Return every line in the rows below that contains the word "tree". Case counts.

RECORDS SUPPLIED:
════════════════════

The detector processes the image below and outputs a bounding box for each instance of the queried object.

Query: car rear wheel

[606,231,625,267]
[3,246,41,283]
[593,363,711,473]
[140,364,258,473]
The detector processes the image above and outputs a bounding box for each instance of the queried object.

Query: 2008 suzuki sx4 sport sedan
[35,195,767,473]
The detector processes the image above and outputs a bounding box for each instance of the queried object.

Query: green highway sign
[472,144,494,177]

════════════════════

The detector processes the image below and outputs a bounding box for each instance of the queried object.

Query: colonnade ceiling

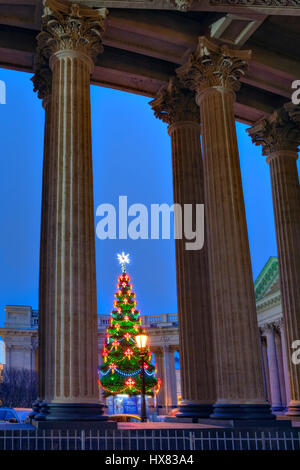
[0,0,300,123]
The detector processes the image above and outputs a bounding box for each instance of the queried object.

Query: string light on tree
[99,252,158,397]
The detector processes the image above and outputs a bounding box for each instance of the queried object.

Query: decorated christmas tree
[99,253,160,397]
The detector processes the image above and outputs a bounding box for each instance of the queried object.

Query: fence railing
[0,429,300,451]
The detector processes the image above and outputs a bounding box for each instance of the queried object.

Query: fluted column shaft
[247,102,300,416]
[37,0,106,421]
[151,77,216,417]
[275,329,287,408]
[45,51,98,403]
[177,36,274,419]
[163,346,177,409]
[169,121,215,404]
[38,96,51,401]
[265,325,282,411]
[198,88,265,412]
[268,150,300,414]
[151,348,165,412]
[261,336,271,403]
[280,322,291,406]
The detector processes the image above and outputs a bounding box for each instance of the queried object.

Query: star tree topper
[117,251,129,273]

════════════════════

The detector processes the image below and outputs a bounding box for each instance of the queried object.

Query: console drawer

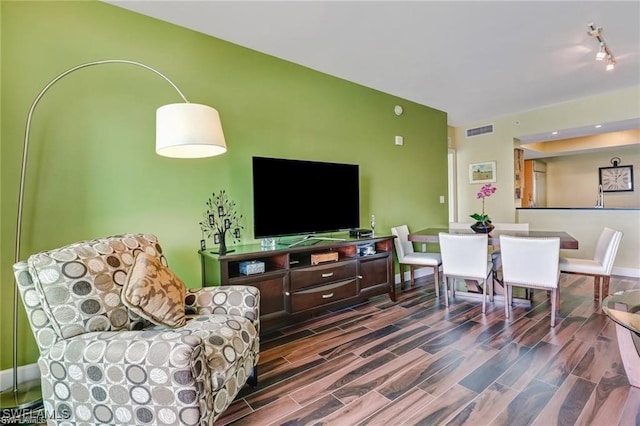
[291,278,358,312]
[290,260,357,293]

════════════════════

RESPONSE TO THE EXERCISE:
Query: string light on tree
Query: decorated christmas tree
Query: star tree topper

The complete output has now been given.